___ 本文の抜粋 ___

夜行列車の想い出

現在ではサンライズ以外廃止になった定期夜行列車だけど過去の夜行列車・想い出乗車レポートと夜行列車に纏わる懐かしい夜行列車ブログです(1975年以降から)

寝台特急 はやぶさ(B1→ヒルネ) 後編

2022年8月29日の寝台特急はやぶさ」(1997年5月1日~5月2日に実際乗車)乗車レポの続きとなります。

自分にとっては二晩連続の夜行列車(1997年4月30日の上り寝台特急「富士」)旅なので浜松(21:34-36)を発車早々に就寝して翌朝目が覚めたのは朝6時の岩国駅通過した辺りで寝不足だからという事はないけど久々によく寝た。洗顔を歯磨きを終えて着替え終わると列車は海沿いを走り、周防大島が見えてくると神代~大畠の有名撮影地を走って柳井(6:26-26)に到着した。柳井駅では弁当(駅弁ではないのであえて弁当と記述)積み込みはなかった様だが列車は下松(6:48-48)に到着すると1号車から6号車は寝台は使えなくなってヒルネのB立席特急券でも乗れるようになる。

 

徳山駅は先頭の1号車から車内販売が乗り込むので早めに先頭車まで歩いて行くと基本編成のB寝台は結構乗ってたけど1号車と2号車は殆ど空いていて笑い。徳山(6:55-56)に停車すると1号車の先頭デッキから車内販売員が乗り込んで来て早速車内販売スタートだが自分は4番目であったけど徳島駅の幕内弁当を3個、更にお茶も合わせて購入して12号車まで戻った。既に嫁と子供にお茶と弁当を渡して各自自分の個室で食べるにもいいし、僕の部屋に集まってもいいと伝えると家族が3番個室に集結。個室の窓から瀬戸内の海が見えないのが難点だが家族で食べた徳山の幕内弁当も美味かった。

___

## やること 1:
はやぶさの乗車記で、発着時刻がかっこ書きで添えられている駅名をすべて挙げてください。
## やること 2:
はやぶさの乗車記の続きを、最後の文のあとから書いてください。

___ 対象データ ___

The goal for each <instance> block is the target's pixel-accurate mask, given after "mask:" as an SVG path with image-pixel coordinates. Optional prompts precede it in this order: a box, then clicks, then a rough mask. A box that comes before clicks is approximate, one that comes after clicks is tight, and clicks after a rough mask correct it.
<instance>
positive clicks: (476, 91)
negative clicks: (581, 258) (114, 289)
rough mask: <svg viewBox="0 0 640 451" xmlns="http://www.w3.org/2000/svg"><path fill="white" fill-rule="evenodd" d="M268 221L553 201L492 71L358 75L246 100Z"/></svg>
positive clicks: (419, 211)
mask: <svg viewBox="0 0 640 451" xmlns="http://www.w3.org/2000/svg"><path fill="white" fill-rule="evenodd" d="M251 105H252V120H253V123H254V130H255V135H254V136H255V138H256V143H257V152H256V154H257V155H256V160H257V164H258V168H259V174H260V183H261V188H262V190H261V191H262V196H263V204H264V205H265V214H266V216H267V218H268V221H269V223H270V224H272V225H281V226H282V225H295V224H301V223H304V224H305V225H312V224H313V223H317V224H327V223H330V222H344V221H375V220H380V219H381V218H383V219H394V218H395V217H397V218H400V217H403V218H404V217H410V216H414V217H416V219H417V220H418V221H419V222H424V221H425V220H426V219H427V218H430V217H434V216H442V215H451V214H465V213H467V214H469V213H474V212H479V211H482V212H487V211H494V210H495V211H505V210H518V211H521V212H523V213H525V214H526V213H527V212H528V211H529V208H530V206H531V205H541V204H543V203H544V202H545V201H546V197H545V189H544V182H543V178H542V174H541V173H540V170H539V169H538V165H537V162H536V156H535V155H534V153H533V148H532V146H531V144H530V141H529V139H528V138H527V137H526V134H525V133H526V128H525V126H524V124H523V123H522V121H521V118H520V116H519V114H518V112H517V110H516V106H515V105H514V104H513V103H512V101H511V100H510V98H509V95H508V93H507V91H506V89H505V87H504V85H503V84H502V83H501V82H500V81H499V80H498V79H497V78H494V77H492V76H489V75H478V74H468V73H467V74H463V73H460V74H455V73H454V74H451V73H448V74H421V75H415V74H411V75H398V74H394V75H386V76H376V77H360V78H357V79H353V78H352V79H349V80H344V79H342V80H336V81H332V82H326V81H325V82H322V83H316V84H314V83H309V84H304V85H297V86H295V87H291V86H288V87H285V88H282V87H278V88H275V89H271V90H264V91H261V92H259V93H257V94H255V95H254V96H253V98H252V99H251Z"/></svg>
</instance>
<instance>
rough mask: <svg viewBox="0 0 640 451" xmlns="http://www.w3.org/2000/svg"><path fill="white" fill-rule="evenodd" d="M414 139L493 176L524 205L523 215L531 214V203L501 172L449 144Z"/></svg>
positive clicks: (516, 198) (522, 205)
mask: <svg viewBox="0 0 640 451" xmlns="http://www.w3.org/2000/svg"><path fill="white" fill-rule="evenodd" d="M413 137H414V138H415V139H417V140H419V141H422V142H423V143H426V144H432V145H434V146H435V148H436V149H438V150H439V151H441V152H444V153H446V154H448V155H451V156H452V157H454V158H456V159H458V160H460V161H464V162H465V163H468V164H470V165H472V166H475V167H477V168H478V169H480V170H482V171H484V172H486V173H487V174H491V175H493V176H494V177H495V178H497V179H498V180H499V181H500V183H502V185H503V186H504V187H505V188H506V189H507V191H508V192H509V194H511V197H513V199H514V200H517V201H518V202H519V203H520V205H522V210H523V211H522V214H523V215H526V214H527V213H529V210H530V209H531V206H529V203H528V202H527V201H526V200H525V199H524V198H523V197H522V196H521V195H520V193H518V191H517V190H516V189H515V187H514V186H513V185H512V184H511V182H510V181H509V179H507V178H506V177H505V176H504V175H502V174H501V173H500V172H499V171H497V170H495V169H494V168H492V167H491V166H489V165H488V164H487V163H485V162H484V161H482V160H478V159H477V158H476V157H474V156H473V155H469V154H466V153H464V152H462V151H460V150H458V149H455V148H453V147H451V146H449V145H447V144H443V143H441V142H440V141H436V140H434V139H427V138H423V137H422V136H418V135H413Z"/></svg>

___

## 答え 1:
浜松、柳井、下松、徳山

## 答え 2:
 

寝台特急はやぶさ」は防府(7:19-20)や宇部(7:57-57)に停車しながら本州最西端の駅でもある下関(8:34-39)に到着するので機関車確認するために子供と嫁を連れて車内を移動してホームの一番前に行くとJR九州・大分運転所のEF81-400番台ではなくて、JR貨物・門司機関区のEF81-302が「はやぶさ」のマークを付けており驚いた。「みずほ」と「あさかぜ」の廃止で機関車を整理した大分運転所だが1996年からA45仕業(3レ「さくら」)とA51仕業(31レ「なは」)の旅客運用を受け持っているため、他の寝台特急牽引・機関車運用もJR貨物・門司機関区が稀に運用へ入る様である。

 

車体のボディーがコルゲート状に加工してあるEF81-300番台は国鉄時代は門司機関区に所属してEF30と一緒に関門間の専用機として活躍していたがデビューした時はステンレスのラッカー塗装だけのなのだがその後に内郷機関区へ転属してローズピンク色の交直両用機関車のスタンダードな色になってしまったが子供は変わった風貌の機関車に喜んでいた(因みに長男は安中貨物「いわき駅から安中駅までの貨物列車」撮影でこの機関車と10数年後に運命的な再会を果たす)。下関駅を発車すると列車は坂を下って関門隧道に入るが地上に出るとデットセクションを過ぎると門司(8:46-52)に到着。

 

門司からは鹿児島本線日豊本線などAC20kV(60Hz)なので大分運転所のED76-90が連結されて終着西鹿児島駅まで牽引する。機関車の前で記念写真のシャッターを駅員?に押してもらい、急いで12号車まで移動するが発車時刻が迫り、7号車くらいから車内を移動して遠い遠い我が12号車まで歩いて移動したらかなりのいい運動になった筈であるが嫁は食後の運動にバテバテであった。車内販売が回ってきたのでホットコーヒーを求めると嫁も追加して息子はコーラを注文。門司を発車すると列車は長かった山陽本線とは別れて鹿児島本線に入り、小倉(8:59-9:00)に到着した。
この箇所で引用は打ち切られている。